◆ Problems:
A. In the letter to a younger self, where is the reader described as lying in bed while dreaming big dreams?
B. Edit the letter to a younger self by reproducing the passage starting at "There will be" and ending at "so much better.", with "junkyard" replaced by "trailer park".

◆ Excerpted text:

"""

Learn to forgive like it’s your job. Forgive those who have hurt you, forgive yourself for those you have hurt. Forgiveness is freedom. The older you get, the less you will have to forgive yourself – it will take you longer than you like, but you will learn to live intentionally. Everything will fall into place.

“When people show you who they really are, believe them the first time.” ~Maya Angelou
You won’t learn this quote until your early- thirties and you won’t fully grasp it until your late-thirties, but please, for your sake, breathe these words in and live them. People will give you all the information that you need to make decisions about whether or not you should allow them into your life and heart. Not only will they show you, sometimes they will also tell you, don’t think you can “love” them better, you can’t. Don’t justify bad behavior.

Marry that kind guy that you think is too good for you. This will change the trajectory of your life. Having a supportive partner who will assist in your “becoming” will be everything. Trust me on this.

Some things are never going to make sense – and that is okay. Your Mother not choosing you is going to perplex you most of your life. Instead of asking why, just know that she did the best she could with the tools she had. You will do better because you know firsthand what it feels like to be left behind. It will take you a little while, but eventually you will see it as a blessing. Your worst days will become the best days that shape you into the woman you are today. I promise.

You don’t need to prove yourself to anyone. Full stop.

There will be this moment in your late twenties, when you are talking to your Granny and she says to you: “You know you were your sister’s security blanket, right? I don’t know what she would have done without you.” That moment is going to give your life meaning and be your purpose. Doing and being for others what you always wanted is going to be a driving force for you, don’t change it. Ever. (It’s also going to serve you well when you become a Mama).

I’m not going to lie to you, the first several years are going to be challenging, but my love, it’s going to get so sweet. The darkness will diminish. You will only see the light. Your heart will grow bigger. You will laugh way more than you cry. You will experience things that you cannot even imagine right now as you lay in your bed in a junkyard in Ohio dreaming big dreams for yourself. Hold on. It gets so much better.

"""

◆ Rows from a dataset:
"""

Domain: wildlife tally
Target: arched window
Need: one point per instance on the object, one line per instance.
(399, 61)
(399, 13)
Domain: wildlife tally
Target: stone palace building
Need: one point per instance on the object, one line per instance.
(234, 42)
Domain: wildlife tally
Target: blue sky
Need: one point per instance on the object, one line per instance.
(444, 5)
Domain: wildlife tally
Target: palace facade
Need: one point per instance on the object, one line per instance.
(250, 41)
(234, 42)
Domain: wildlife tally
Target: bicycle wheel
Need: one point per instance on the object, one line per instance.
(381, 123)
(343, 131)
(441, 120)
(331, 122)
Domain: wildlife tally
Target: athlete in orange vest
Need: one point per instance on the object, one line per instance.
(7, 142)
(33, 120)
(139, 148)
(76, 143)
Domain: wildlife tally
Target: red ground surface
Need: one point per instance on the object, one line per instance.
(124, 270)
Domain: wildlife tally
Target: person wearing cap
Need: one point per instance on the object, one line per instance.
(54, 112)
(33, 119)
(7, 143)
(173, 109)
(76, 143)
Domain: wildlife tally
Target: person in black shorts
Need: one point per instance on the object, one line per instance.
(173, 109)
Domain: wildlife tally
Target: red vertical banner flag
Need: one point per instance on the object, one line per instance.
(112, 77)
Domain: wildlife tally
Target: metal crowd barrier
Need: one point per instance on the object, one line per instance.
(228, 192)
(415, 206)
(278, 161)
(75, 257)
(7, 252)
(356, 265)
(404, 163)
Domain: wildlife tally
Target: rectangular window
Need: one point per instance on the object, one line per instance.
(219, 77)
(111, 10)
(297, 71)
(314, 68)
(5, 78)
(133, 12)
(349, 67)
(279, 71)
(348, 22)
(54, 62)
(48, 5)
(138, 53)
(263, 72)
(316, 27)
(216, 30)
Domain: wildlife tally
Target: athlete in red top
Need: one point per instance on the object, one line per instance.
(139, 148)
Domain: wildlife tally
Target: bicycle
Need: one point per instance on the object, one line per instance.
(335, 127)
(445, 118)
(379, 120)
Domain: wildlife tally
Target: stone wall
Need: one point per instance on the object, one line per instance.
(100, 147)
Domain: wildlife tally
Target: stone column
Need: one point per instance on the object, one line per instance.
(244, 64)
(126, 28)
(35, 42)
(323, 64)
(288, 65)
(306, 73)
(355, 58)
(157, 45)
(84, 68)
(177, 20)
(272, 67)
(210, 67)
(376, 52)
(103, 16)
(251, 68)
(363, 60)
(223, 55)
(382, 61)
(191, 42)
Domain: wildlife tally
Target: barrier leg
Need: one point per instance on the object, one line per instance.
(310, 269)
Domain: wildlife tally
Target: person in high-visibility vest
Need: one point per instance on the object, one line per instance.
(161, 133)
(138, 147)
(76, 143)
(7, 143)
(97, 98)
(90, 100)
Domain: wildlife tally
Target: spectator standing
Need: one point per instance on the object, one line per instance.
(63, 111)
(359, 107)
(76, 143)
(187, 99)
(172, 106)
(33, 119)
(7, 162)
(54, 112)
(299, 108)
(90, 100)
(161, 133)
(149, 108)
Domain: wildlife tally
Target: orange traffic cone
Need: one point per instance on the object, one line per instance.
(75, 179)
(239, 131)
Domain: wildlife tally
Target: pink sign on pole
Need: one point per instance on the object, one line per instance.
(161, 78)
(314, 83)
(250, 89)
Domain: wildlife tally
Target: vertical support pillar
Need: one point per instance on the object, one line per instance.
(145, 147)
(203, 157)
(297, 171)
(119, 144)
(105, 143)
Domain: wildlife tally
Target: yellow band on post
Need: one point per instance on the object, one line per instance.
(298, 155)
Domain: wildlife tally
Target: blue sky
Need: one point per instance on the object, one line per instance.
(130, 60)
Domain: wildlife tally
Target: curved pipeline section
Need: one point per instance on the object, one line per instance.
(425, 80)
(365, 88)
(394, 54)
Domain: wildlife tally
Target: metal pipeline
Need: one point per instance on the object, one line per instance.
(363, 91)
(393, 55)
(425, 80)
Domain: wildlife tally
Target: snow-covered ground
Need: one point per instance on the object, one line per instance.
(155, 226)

"""

◆ Full answers:
A. In a junkyard in Ohio.

B.
There will be this moment in your late twenties, when you are talking to your Granny and she says to you: “You know you were your sister’s security blanket, right? I don’t know what she would have done without you.” That moment is going to give your life meaning and be your purpose. Doing and being for others what you always wanted is going to be a driving force for you, don’t change it. Ever. (It’s also going to serve you well when you become a Mama).

I’m not going to lie to you, the first several years are going to be challenging, but my love, it’s going to get so sweet. The darkness will diminish. You will only see the light. Your heart will grow bigger. You will laugh way more than you cry. You will experience things that you cannot even imagine right now as you lay in your bed in a trailer park in Ohio dreaming big dreams for yourself. Hold on. It gets so much better.